Seçilmiş Bölüm:

------

SANAT NE DEMEK, SİZ KİMSİNİZ...



Ulan cahil de olsan seni severdim.Sevilmek istiyorsan, boş konuşma, yapılması gerekeni yap. Tamam benim sevgimi elbette umursamazsın. Umurumda da olmaz. Gel benim sokağımda sabah ve akşam çete gurubu gibi gezen ve huzuru, güvenliği altüst eden itleri evine götür cahil. Süs köpekleriyle tafra yapma müptezel yaratık. Sanatçı ol, sanatçı bozuntusu olma. Zaten kahir kahir ekseriyetinizin adı sanatçı. TV de görünüyorsunuz diye sanatçısınız. Oysa sanatçı olmak kolay ve beleş bir şey mi? Sanat ne demek hanginiz bilirsiniz? Oturup konuştuğunuzda iki kelimeyi bir edip cümle yapamayacak kadar malsınız. ********im gerçek bu. Nefretle söylüyorsam dünyanın en namussuz ve onursuz insanıyım. Hayır gerçek bu. Malsınız.



Ekranlara çıkıyorsunuz diye o payeniz var. Hak ettiğiniz için değil. Parayı basıyorlar, öttürüyorlar. Haddizatında en derinlerde ***** bir tezgah bu da. İzah ve izhar etsem apışıp kalırsınız, ki idrake zekanız da kifayetsiz kalır. Kapitalizmin çocuklarısınız kahir kahir ekseriyetiniz. Sanat nedir deseler, zekice bir tarifiniz çıkmaz. Ancak boş beleş işlerde bomboş konuşursunuz. Yav zaten insanlık niye böyle? Siyasal, sanatsal, dinsel, servetsel olarak cahillerin sultası altında olduğu için. Bu toplumsal alanların hiçbirinde akıllının sözü yok, hükmü geçmiyor. İnsanlık her yerde ve yönde cahillerin elinde maalesef. Dördüncü sınıf yaratıklar, birinci sınıf beyinleri eziyorlar. Son tahlilde; cehennemi yaşıyoruz insanlık olarak, ne acı. Elbette insanlıkta bu durumdan dolayı suçlu. Çünkü cehalete prim veriyorlar, zekaya değil. Layık yani yaşadıklarına. Tüm insanlık cahil ve rezil filhakika.

------

Kayıtlı Satırlar:
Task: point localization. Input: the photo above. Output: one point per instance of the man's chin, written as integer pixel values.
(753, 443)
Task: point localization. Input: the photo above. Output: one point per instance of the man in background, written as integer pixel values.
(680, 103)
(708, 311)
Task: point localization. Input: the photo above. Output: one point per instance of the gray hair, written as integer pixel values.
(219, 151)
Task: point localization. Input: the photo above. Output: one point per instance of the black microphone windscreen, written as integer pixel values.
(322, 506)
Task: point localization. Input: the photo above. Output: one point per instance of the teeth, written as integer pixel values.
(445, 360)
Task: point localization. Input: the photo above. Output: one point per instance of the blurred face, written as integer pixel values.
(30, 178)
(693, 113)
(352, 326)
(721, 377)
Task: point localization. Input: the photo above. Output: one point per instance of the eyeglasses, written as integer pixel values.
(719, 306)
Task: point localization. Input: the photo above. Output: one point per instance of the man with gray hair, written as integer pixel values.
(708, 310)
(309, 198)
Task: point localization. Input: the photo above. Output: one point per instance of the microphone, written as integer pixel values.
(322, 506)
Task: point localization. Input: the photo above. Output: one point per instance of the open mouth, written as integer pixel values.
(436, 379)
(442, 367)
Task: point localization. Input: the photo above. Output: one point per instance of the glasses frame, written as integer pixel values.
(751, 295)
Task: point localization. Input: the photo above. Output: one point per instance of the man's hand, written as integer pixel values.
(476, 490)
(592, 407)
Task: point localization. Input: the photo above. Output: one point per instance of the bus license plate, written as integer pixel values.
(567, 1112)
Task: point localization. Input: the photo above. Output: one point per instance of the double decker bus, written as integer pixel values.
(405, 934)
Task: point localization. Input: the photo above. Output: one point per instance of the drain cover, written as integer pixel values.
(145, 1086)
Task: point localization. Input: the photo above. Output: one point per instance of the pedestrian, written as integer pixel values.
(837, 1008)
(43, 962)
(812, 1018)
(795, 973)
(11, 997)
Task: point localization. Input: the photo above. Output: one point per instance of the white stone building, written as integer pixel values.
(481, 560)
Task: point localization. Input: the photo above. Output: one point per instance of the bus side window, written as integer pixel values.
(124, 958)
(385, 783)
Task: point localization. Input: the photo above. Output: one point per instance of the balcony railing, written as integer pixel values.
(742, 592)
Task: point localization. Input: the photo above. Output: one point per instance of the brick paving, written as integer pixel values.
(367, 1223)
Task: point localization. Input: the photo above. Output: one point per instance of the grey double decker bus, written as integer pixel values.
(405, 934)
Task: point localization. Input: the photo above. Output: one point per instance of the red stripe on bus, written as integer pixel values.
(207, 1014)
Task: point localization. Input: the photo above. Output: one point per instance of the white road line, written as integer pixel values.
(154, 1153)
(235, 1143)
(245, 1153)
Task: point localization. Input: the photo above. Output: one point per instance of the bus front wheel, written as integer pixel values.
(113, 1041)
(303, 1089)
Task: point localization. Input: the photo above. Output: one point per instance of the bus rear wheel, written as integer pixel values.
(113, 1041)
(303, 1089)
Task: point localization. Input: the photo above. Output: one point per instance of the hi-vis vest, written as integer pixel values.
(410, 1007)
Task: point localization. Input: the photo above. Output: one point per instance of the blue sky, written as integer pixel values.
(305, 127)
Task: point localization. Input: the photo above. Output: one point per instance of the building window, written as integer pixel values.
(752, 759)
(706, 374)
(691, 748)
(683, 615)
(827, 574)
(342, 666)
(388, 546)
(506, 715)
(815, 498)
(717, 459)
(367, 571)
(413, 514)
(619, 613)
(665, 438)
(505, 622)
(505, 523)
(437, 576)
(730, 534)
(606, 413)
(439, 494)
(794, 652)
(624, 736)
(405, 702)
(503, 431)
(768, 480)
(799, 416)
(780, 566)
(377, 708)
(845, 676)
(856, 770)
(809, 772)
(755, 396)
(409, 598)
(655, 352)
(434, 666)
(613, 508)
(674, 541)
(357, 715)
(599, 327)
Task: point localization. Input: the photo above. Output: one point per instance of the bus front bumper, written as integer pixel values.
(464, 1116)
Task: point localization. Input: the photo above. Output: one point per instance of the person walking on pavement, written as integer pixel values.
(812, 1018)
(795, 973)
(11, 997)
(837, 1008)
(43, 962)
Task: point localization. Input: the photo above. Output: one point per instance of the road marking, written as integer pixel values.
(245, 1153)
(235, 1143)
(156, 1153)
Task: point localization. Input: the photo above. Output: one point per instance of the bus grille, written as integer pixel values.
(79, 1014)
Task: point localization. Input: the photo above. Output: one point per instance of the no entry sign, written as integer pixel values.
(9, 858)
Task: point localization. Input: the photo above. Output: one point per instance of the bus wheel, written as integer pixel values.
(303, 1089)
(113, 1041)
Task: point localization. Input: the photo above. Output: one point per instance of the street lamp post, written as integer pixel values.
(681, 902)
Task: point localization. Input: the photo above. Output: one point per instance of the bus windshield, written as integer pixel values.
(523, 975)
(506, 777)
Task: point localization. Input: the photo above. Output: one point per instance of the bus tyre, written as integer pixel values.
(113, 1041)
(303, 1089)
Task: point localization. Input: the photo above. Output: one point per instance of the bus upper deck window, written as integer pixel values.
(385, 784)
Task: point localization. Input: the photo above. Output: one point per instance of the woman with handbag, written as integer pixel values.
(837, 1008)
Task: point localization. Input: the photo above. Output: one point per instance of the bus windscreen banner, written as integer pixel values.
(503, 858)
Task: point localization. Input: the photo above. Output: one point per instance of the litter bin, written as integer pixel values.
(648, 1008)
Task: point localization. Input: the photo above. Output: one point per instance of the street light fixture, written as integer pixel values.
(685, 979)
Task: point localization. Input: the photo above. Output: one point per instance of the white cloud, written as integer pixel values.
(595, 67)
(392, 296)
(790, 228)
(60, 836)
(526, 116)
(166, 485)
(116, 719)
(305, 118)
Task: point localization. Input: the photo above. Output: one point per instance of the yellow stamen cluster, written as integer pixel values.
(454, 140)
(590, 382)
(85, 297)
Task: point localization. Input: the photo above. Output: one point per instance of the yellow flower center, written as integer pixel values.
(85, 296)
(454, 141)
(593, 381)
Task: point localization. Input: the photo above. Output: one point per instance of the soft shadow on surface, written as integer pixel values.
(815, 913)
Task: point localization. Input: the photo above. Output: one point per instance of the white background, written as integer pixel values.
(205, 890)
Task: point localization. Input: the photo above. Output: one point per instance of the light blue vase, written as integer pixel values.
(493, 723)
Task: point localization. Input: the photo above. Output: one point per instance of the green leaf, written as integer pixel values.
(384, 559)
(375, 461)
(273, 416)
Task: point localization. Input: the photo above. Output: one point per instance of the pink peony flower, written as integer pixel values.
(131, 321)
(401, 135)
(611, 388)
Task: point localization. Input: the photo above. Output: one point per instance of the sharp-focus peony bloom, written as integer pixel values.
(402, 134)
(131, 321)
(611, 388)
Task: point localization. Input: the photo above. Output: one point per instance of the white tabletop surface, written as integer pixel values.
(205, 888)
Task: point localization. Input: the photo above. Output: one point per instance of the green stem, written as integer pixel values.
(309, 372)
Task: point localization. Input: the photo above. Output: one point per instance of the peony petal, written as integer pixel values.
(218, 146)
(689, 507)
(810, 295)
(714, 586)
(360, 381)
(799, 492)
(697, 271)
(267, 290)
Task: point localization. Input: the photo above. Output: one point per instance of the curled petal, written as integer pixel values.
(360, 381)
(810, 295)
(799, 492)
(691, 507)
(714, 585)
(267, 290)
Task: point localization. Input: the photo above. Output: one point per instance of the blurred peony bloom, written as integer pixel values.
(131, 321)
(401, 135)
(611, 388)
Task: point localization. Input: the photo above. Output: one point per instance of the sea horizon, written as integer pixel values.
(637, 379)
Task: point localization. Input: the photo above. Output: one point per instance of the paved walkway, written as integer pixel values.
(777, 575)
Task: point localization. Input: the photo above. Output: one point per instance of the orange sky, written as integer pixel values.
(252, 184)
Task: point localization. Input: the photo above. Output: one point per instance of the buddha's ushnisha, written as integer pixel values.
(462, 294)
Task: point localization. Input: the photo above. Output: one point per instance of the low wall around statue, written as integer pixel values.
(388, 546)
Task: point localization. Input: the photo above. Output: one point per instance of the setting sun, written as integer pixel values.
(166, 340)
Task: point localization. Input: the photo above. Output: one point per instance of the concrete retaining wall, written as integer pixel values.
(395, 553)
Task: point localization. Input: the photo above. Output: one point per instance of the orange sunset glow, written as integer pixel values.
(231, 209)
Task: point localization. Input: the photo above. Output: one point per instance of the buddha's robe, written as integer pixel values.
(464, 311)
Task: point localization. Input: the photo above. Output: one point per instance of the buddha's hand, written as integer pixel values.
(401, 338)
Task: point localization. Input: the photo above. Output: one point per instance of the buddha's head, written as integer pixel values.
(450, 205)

------

Görevler:
• A. Sanatçılık üzerine yazıya göre insanlık neden böyledir?
• B. Sanatçılık üzerine yazıdaki "İnsanlık her yerde ve yönde cahillerin elinde maalesef." cümlesini İngilizceye çevirin.
• C. Sanatçılık üzerine yazıyı kaldığı yerden sürdürün.
Liste, metinden ayrı bir malzemedir.

Görev Yanıtları:
• A. İnsanlık siyasal, sanatsal, dinsel ve servetsel olarak cahillerin sultası altında olduğu için.

• B. Unfortunately, humanity is in the hands of the ignorant everywhere and in every direction.

• C.
Son tahlilde: maalesef dünya tarlasında boy vermiş bilim adamları, din adamları, sanatçılar, politikacılar, sermayedarlar, aydınlar, gazeteciler, akademisyenler, bürokratlar dar kafalı ve yobazlar. Hepsi nefsinin kölesi, çıkarlarının zebunu. Ahlaken düşük tipler. Namuslu ve dürüst değiller. Gerçekten kopuklar. Bu alanlarda boy gösterenlerin kahir kahir ekseriyeti kapitalizmin kölesi, maşası, kuklası. Hepsi insanca ve onurluca yaşamın hırsızı, yaşamak sevincinin katili. Karaktersiz tipler kahir kahir ekseriyeti. Bir düşüncenin arkasına, ulvi bir olgunun gölgesine sığınıp insanlığı cahilleştiren ve ürettikleri cehalet üzerinden cahilleştirdikleri insanlığı aldatan ve sömüren tipler. İnsanlık ailesinin üyesi olanlara da, bunlara da yazıklar olsun. İnsanlığın öldüğü, insanın düşük ve düşkün olduğu bir çağda yaşıyoruz maalesef.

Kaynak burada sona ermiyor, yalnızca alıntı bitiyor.